▶ [What you will do]: Copy the line containing "Would you mind indicating the sneaker", then all lines after it up to and including the final line of the material, exactly and without additions.

▶ [Data to use]:
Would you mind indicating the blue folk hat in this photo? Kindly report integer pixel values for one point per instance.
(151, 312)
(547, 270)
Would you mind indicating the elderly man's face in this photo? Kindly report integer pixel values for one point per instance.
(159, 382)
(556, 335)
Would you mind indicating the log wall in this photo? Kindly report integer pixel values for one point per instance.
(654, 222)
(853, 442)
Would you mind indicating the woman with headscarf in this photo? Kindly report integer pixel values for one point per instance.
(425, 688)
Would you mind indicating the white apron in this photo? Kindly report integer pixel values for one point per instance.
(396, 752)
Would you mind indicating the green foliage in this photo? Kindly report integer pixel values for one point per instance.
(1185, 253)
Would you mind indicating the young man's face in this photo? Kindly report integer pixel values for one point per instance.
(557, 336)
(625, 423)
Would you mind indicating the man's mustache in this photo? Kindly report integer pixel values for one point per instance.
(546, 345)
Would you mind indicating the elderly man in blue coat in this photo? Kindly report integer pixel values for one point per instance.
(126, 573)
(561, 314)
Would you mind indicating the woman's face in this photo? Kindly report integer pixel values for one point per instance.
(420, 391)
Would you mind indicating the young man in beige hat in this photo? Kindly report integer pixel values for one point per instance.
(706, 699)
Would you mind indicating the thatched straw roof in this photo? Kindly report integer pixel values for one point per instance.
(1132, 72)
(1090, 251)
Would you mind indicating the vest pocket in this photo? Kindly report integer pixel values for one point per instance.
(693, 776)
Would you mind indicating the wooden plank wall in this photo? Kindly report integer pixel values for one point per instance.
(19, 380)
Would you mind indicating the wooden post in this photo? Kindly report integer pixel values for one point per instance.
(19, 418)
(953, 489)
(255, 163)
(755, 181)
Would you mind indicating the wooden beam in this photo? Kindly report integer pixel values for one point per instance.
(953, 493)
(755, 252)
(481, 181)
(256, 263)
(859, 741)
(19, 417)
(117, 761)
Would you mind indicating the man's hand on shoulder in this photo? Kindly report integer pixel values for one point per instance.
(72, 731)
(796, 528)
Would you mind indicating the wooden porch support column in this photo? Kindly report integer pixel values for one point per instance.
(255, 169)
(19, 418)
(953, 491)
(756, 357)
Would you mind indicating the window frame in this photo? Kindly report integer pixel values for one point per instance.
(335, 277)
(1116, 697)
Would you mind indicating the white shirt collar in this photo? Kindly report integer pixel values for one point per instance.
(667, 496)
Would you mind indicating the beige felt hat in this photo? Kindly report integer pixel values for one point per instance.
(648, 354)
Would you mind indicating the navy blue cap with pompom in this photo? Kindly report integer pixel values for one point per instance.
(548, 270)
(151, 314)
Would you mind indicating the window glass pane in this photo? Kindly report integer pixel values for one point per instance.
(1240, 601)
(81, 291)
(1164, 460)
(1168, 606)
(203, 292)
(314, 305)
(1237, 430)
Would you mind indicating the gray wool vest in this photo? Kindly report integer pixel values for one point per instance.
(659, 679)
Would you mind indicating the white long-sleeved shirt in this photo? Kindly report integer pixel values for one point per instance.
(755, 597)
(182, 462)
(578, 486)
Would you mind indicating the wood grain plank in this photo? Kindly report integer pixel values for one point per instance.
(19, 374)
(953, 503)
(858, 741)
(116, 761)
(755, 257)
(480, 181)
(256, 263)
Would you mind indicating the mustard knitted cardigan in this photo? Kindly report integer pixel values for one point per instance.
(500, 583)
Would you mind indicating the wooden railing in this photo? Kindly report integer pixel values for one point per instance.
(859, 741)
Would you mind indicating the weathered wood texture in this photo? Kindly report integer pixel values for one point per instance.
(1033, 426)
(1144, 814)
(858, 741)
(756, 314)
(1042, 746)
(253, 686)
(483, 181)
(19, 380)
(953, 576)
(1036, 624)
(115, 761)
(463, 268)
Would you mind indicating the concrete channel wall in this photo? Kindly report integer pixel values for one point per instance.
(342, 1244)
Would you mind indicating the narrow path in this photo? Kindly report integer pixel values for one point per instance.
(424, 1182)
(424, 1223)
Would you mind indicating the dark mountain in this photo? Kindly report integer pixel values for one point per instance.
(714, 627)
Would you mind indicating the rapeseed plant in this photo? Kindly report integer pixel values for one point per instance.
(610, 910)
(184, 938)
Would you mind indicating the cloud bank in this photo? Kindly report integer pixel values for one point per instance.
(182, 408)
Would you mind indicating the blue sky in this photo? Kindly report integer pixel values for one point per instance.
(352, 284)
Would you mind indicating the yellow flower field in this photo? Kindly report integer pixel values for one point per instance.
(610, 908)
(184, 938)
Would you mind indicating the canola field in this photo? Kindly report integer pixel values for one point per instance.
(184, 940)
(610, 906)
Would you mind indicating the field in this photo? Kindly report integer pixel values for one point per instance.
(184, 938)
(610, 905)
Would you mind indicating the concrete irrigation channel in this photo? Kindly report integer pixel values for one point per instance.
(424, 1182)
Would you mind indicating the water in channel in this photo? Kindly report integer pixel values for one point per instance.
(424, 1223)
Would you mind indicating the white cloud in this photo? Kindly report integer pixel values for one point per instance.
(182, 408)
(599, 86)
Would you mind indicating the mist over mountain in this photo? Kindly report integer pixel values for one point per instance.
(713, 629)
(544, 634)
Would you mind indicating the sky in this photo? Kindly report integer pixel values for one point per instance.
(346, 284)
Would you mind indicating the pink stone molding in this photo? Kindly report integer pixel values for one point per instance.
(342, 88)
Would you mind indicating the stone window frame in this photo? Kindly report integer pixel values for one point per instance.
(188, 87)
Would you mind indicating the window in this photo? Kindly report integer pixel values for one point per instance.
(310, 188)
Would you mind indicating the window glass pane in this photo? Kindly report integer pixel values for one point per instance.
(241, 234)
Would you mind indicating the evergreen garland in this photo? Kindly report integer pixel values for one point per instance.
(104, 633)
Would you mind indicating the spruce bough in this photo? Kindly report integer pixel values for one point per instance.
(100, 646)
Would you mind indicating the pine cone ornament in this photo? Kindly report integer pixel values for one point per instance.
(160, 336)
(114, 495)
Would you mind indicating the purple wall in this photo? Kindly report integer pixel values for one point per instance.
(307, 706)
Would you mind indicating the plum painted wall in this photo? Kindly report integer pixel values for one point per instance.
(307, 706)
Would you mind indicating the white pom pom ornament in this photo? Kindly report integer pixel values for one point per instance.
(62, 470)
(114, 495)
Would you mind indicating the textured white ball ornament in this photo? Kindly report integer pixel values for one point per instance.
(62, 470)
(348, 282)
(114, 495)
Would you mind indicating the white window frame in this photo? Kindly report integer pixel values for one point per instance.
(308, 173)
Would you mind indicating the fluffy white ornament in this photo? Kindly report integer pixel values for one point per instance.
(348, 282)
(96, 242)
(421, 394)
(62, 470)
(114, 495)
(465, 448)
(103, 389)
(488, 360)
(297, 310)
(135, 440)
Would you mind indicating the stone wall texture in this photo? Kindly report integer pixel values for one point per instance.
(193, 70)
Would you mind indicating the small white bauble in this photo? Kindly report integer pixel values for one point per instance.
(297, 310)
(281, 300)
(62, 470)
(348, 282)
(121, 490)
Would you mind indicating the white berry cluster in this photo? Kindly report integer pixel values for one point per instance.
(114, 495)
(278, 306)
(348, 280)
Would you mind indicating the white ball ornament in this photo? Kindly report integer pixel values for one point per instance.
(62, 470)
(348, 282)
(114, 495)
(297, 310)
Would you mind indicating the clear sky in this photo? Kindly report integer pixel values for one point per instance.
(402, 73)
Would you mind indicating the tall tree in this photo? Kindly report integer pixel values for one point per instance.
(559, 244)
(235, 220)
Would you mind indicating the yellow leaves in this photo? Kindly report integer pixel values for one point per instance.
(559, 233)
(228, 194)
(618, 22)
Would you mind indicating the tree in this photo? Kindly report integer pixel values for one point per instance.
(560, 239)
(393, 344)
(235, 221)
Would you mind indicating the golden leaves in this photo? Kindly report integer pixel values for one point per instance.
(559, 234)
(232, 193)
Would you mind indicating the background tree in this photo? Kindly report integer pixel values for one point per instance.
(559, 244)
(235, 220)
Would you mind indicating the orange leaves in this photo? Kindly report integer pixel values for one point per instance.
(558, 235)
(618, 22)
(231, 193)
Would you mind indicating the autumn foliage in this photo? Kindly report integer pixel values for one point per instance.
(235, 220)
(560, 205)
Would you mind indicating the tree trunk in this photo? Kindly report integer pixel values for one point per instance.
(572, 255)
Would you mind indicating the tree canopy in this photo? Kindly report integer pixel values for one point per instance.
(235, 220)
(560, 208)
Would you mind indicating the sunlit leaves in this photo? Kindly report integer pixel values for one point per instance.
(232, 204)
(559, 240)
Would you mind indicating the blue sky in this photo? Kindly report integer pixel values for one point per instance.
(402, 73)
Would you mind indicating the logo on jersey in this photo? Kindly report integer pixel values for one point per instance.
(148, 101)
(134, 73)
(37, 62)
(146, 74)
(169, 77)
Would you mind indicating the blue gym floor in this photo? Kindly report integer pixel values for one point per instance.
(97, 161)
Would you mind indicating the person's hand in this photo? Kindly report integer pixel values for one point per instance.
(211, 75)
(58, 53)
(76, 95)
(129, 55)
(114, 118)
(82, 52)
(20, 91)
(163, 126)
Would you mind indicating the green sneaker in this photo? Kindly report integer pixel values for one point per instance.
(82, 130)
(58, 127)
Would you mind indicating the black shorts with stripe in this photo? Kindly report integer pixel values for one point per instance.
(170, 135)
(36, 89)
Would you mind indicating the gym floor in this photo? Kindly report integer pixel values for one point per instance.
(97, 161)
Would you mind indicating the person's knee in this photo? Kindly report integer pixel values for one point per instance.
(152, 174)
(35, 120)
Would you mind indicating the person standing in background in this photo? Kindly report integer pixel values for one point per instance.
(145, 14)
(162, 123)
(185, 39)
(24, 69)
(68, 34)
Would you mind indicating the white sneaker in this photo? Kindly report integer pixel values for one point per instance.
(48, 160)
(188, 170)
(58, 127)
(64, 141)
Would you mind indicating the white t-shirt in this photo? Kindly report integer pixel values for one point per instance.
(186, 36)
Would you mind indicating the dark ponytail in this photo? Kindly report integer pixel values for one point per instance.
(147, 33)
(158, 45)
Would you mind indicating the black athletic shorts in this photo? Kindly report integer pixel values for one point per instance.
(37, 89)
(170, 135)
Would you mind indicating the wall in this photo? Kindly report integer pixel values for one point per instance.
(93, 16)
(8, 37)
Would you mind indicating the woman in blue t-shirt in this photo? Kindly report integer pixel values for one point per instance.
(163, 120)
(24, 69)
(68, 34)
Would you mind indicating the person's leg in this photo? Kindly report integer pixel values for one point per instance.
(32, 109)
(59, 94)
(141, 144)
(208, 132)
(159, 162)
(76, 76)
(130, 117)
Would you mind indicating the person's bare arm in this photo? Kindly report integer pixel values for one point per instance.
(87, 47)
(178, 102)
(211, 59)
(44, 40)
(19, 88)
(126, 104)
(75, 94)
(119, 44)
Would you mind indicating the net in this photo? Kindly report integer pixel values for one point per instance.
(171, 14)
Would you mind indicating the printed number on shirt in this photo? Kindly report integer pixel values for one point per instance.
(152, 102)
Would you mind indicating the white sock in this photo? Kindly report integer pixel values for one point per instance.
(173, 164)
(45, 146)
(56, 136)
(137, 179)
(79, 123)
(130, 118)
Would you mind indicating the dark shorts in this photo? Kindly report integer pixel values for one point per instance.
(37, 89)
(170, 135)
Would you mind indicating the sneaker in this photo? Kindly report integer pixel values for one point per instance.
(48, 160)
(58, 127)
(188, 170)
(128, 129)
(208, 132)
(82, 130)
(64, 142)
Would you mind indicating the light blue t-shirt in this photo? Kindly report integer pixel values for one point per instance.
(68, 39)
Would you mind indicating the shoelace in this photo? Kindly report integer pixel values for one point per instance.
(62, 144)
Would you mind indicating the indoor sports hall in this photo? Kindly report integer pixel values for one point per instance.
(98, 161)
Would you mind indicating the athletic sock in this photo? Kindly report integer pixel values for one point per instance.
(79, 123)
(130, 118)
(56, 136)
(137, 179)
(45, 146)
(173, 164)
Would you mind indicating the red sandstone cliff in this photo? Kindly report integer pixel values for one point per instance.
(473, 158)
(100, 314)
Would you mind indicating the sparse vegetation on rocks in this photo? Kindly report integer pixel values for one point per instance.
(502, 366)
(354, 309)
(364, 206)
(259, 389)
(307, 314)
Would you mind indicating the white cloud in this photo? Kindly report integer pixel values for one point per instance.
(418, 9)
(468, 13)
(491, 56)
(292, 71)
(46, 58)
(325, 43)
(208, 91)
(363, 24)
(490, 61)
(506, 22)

▶ [Output for this exercise]:
Would you mind indicating the sneaker in this photo? Kindly report integer pixel values for one point per instance.
(48, 160)
(58, 127)
(188, 170)
(128, 129)
(208, 132)
(82, 130)
(64, 142)
Would you mind indicating the light blue t-shirt in this photo? Kindly report integer pixel values for one point per instance.
(68, 39)
Would you mind indicating the shoelace in this photo? Kindly report integer pixel values for one point per instance.
(62, 144)
Would you mind indicating the indoor sports hall in this photo? Kindly report integer pixel values for one point per instance.
(98, 161)
Would you mind indicating the athletic sock in this photo? Kindly report integer pixel values for one point per instance.
(79, 123)
(130, 118)
(56, 136)
(137, 179)
(45, 146)
(173, 164)
Would you mind indicating the red sandstone cliff in this photo? Kindly report integer pixel values for one point per instance.
(473, 158)
(100, 314)
Would you mind indicating the sparse vegetation on rocks in this photo? Kindly report integer pixel values for one point per instance.
(502, 366)
(354, 309)
(364, 206)
(259, 389)
(307, 314)
Would you mind indicating the white cloud in this photo? Kindly report integer pixel values for one point per instance.
(418, 9)
(468, 13)
(491, 56)
(292, 71)
(46, 58)
(325, 43)
(208, 91)
(363, 24)
(490, 61)
(506, 22)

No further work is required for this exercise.